### SHORT TASK
Collect every line below that contains the word "metal", and copy each one.

### EXERCISE INPUTS
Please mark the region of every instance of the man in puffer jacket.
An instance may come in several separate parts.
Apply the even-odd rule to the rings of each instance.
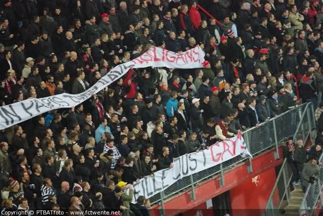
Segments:
[[[303,101],[313,102],[314,108],[316,109],[317,93],[315,80],[313,79],[314,70],[314,68],[309,68],[307,70],[307,72],[300,82],[299,91]]]
[[[195,30],[198,29],[201,24],[201,15],[196,8],[197,4],[196,2],[193,1],[192,3],[191,8],[190,9],[189,16],[191,18],[191,22],[193,24],[194,28]]]
[[[179,16],[181,27],[182,27],[182,29],[185,31],[188,37],[190,37],[193,35],[194,27],[192,24],[190,17],[187,14],[188,7],[187,5],[183,5],[182,6],[181,11],[181,14],[180,14]]]
[[[319,167],[317,165],[317,158],[313,158],[305,164],[302,172],[303,192],[306,191],[309,183],[314,184],[314,181],[317,180],[319,174]]]

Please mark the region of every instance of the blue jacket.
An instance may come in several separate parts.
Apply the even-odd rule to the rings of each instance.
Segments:
[[[174,114],[177,110],[178,102],[177,99],[171,98],[166,103],[166,114],[169,118],[174,116]]]
[[[108,126],[103,126],[102,124],[101,124],[99,127],[98,127],[96,130],[95,130],[95,142],[97,143],[100,141],[101,138],[102,137],[102,135],[104,132],[109,133],[111,135],[111,137],[114,138],[112,133],[111,133],[110,128]]]

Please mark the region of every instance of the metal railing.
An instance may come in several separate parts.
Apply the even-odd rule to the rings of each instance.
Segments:
[[[319,162],[323,163],[323,154],[319,157]],[[305,214],[307,216],[311,215],[316,208],[317,201],[319,200],[323,204],[323,167],[320,166],[318,179],[314,184],[309,184],[303,201],[299,208],[299,213]],[[301,215],[301,214],[300,214]]]
[[[315,128],[315,119],[312,119],[314,109],[311,103],[306,104],[303,112],[300,109],[298,110],[298,113],[296,115],[299,118],[299,121],[297,122],[298,124],[293,136],[294,142],[296,142],[298,138],[302,138],[305,143],[312,129]],[[295,113],[292,114],[291,116],[295,115]],[[295,117],[292,117],[292,119],[294,118]],[[296,124],[294,122],[291,125],[294,125],[292,127],[296,127]],[[289,200],[291,192],[290,184],[292,176],[293,173],[285,158],[267,202],[265,215],[278,215],[283,202]]]
[[[278,148],[284,144],[288,137],[295,135],[297,128],[307,134],[315,128],[314,110],[309,109],[312,106],[311,103],[303,103],[295,107],[279,116],[263,122],[257,127],[253,127],[244,131],[242,136],[252,156],[255,156],[267,149],[276,147],[275,156],[279,158]],[[297,125],[301,125],[296,127]],[[296,133],[296,135],[302,135]],[[176,182],[165,190],[150,198],[152,204],[160,203],[162,208],[160,214],[164,215],[163,209],[165,200],[171,198],[181,192],[193,188],[194,185],[201,181],[214,176],[220,175],[220,185],[224,186],[224,170],[230,169],[238,164],[245,161],[248,159],[241,156],[235,157],[220,165],[210,168],[198,173],[187,176]],[[252,172],[252,160],[249,159],[249,171]],[[195,192],[192,190],[191,200],[194,200]]]
[[[289,185],[292,177],[292,170],[288,166],[287,159],[285,158],[268,202],[267,202],[264,211],[265,215],[278,215],[284,201],[286,199],[289,199],[291,193]]]

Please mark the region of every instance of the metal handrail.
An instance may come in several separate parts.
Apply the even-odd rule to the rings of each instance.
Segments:
[[[297,106],[298,107],[298,106]],[[299,120],[299,123],[298,123],[298,125],[297,126],[297,127],[296,128],[296,130],[295,131],[295,132],[294,134],[294,139],[295,139],[295,137],[296,136],[296,135],[297,135],[297,134],[298,133],[298,132],[299,131],[299,129],[301,127],[301,126],[302,125],[302,124],[303,124],[303,120],[304,120],[304,116],[305,116],[305,114],[307,115],[308,114],[308,112],[310,111],[310,109],[309,107],[313,107],[313,105],[312,105],[312,103],[311,102],[309,102],[307,104],[306,104],[305,109],[304,109],[304,111],[303,112],[303,113],[302,114],[302,116],[300,118],[300,120]],[[296,107],[295,107],[296,108]],[[308,119],[309,121],[310,121],[310,119]],[[309,129],[310,128],[309,128]],[[307,136],[306,136],[306,137],[304,137],[304,140],[303,140],[304,142],[305,141],[306,139],[307,138],[308,135],[309,134],[309,133],[310,133],[310,131],[309,131],[309,132],[308,133]],[[276,188],[277,187],[277,185],[278,184],[278,182],[279,182],[279,181],[280,180],[280,178],[281,178],[281,176],[282,173],[283,173],[284,169],[285,169],[285,166],[288,166],[288,164],[287,163],[287,158],[285,158],[285,159],[284,160],[284,163],[283,163],[283,165],[282,166],[282,167],[281,168],[281,170],[279,172],[279,173],[278,174],[278,176],[277,176],[277,178],[276,179],[276,181],[275,182],[275,184],[273,188],[273,190],[272,190],[272,192],[271,193],[271,195],[269,197],[269,198],[268,199],[268,201],[267,202],[267,204],[266,205],[266,208],[265,209],[265,213],[267,212],[267,209],[269,208],[270,207],[270,205],[271,205],[271,204],[273,204],[272,202],[272,199],[273,199],[273,197],[274,196],[274,193],[275,192],[275,190],[276,190]],[[290,179],[288,180],[288,183],[287,184],[287,187],[286,187],[285,188],[285,191],[284,191],[284,194],[283,194],[283,196],[282,196],[282,197],[284,197],[285,195],[286,194],[286,193],[288,192],[288,186],[289,185],[289,184],[290,183],[290,181],[292,179],[292,177],[293,176],[293,173],[292,173],[291,175],[291,177],[290,178]],[[278,209],[280,209],[281,205],[282,205],[282,201],[281,201],[281,202],[279,204],[279,206],[278,206]]]
[[[271,143],[267,144],[265,146],[263,146],[263,147],[261,148],[261,149],[259,149],[259,150],[253,151],[252,152],[251,149],[250,149],[250,147],[254,147],[255,145],[257,145],[258,144],[257,141],[253,141],[252,139],[250,139],[251,138],[251,136],[252,136],[253,134],[254,134],[254,131],[255,132],[256,130],[258,130],[259,129],[258,128],[260,127],[268,127],[268,128],[273,127],[274,127],[273,125],[273,124],[275,124],[276,127],[279,127],[279,124],[281,124],[280,123],[280,122],[281,122],[281,121],[282,120],[287,121],[287,119],[286,118],[289,118],[288,117],[288,116],[290,113],[298,113],[298,111],[299,110],[301,110],[302,112],[308,112],[308,107],[310,105],[310,104],[309,103],[304,103],[298,105],[296,107],[289,110],[289,111],[287,111],[276,117],[271,119],[270,121],[260,124],[258,127],[253,127],[244,131],[242,133],[242,136],[243,136],[245,141],[246,142],[247,148],[249,150],[249,151],[250,151],[250,153],[251,153],[252,156],[255,156],[259,153],[263,151],[266,149],[272,148],[273,147],[276,147],[276,152],[278,153],[278,148],[279,147],[279,145],[282,144],[282,142],[281,142],[281,141],[283,140],[283,139],[282,139],[284,138],[284,137],[283,137],[282,135],[280,135],[279,139],[278,139],[277,137],[276,137],[278,135],[277,134],[275,134],[275,141],[273,143]],[[306,108],[305,109],[305,107]],[[300,117],[300,118],[301,117]],[[302,120],[305,121],[306,119],[304,119],[303,118]],[[312,124],[312,122],[311,122],[311,118],[310,119],[308,119],[308,121],[311,122],[311,124]],[[298,122],[298,121],[297,121],[297,122]],[[298,127],[298,130],[299,130],[299,128],[300,127]],[[293,129],[292,131],[291,131],[292,132],[292,134],[294,134],[294,130],[296,128]],[[306,129],[307,131],[307,128],[306,128]],[[290,135],[291,135],[292,134]],[[279,142],[280,142],[279,143]],[[279,158],[279,156],[278,156],[276,157],[276,159]],[[221,170],[230,169],[230,168],[235,166],[235,165],[245,162],[246,159],[247,159],[245,158],[235,157],[234,158],[233,158],[230,160],[224,163],[223,164],[222,167],[221,167],[221,166],[217,166],[212,168],[209,168],[209,169],[208,169],[209,170],[206,170],[205,171],[201,171],[201,172],[194,174],[192,176],[192,177],[189,176],[185,177],[183,179],[182,179],[177,182],[178,186],[174,187],[172,187],[172,186],[171,186],[169,188],[166,189],[165,191],[163,191],[164,193],[162,197],[160,195],[160,194],[157,194],[156,195],[154,195],[154,196],[152,197],[150,197],[151,203],[152,204],[154,204],[157,203],[160,203],[160,201],[162,201],[161,199],[163,199],[163,201],[165,202],[165,200],[171,198],[174,196],[174,194],[178,194],[179,192],[183,191],[184,190],[192,190],[192,184],[196,185],[198,183],[204,181],[205,179],[208,179],[210,177],[214,178],[216,176],[220,175],[220,178],[223,181],[224,180],[225,175],[224,174],[223,174],[224,172],[222,172],[223,170],[222,171]],[[249,160],[248,165],[248,172],[249,173],[252,173],[252,163],[251,160]],[[193,181],[192,181],[192,178],[193,179]],[[286,182],[289,182],[290,181],[290,179],[286,179]],[[224,181],[223,181],[223,182],[224,182]]]
[[[284,168],[285,167],[285,166],[287,166],[286,165],[287,164],[287,158],[286,158],[284,159],[283,165],[282,165],[281,170],[279,171],[279,173],[278,173],[278,176],[277,176],[276,182],[275,183],[275,185],[274,185],[274,187],[273,188],[273,190],[272,190],[272,192],[271,193],[271,195],[269,196],[270,200],[272,198],[273,196],[274,196],[274,193],[275,193],[275,190],[276,189],[276,188],[277,187],[277,185],[278,185],[278,182],[280,179],[280,177],[281,177],[281,176],[282,175],[282,174],[283,173],[283,170],[284,170]],[[266,205],[266,208],[265,208],[265,209],[267,209],[268,208],[269,208],[269,205],[270,204],[270,202],[269,201],[270,200],[268,200],[268,201],[267,202],[267,204]]]
[[[308,107],[308,106],[310,105],[312,105],[312,103],[311,102],[309,102],[309,103],[308,103],[306,104],[306,105],[305,106],[305,109],[304,110],[304,112],[303,112],[303,114],[302,114],[302,117],[301,117],[300,119],[299,120],[299,124],[298,124],[298,125],[297,126],[297,127],[296,128],[296,130],[295,131],[295,133],[294,134],[294,139],[295,139],[295,137],[297,135],[298,131],[299,130],[299,128],[301,127],[301,126],[303,124],[303,119],[304,119],[304,117],[305,116],[305,113],[306,113],[306,110],[307,109],[307,108]],[[303,140],[303,141],[305,141],[305,140]]]
[[[320,162],[322,162],[322,160],[323,160],[323,154],[321,154],[321,155],[319,157],[319,159],[318,161],[320,161]],[[323,172],[323,167],[320,167],[320,172]],[[323,189],[323,181],[322,181],[322,183],[321,183],[320,181],[319,181],[320,180],[319,178],[318,180],[318,181],[317,181],[317,184],[319,184],[319,183],[321,184],[320,184],[320,185],[318,186],[319,189],[320,190],[320,191],[321,191],[322,189]],[[312,184],[309,184],[308,185],[308,186],[307,187],[307,189],[306,189],[306,192],[308,192],[308,191],[310,189],[310,187],[313,186],[315,186],[315,185]],[[301,205],[300,205],[300,209],[299,209],[300,213],[301,211],[302,210],[303,210],[303,209],[301,208],[302,208],[302,206],[305,206],[305,207],[306,207],[306,209],[307,209],[307,208],[308,208],[307,203],[306,203],[306,198],[307,198],[308,195],[308,193],[305,193],[305,194],[304,196],[304,198],[303,198],[303,200],[302,200],[302,202],[301,203]],[[314,206],[316,205],[316,203],[317,202],[317,201],[318,200],[318,198],[319,198],[320,195],[320,194],[317,195],[317,198],[316,198],[316,201],[314,202],[315,202]],[[304,203],[306,203],[306,204],[304,204]]]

### ANSWER IN FULL
Please mark the region of every instance of the metal railing.
Please mark the region of every instance of the metal handrail.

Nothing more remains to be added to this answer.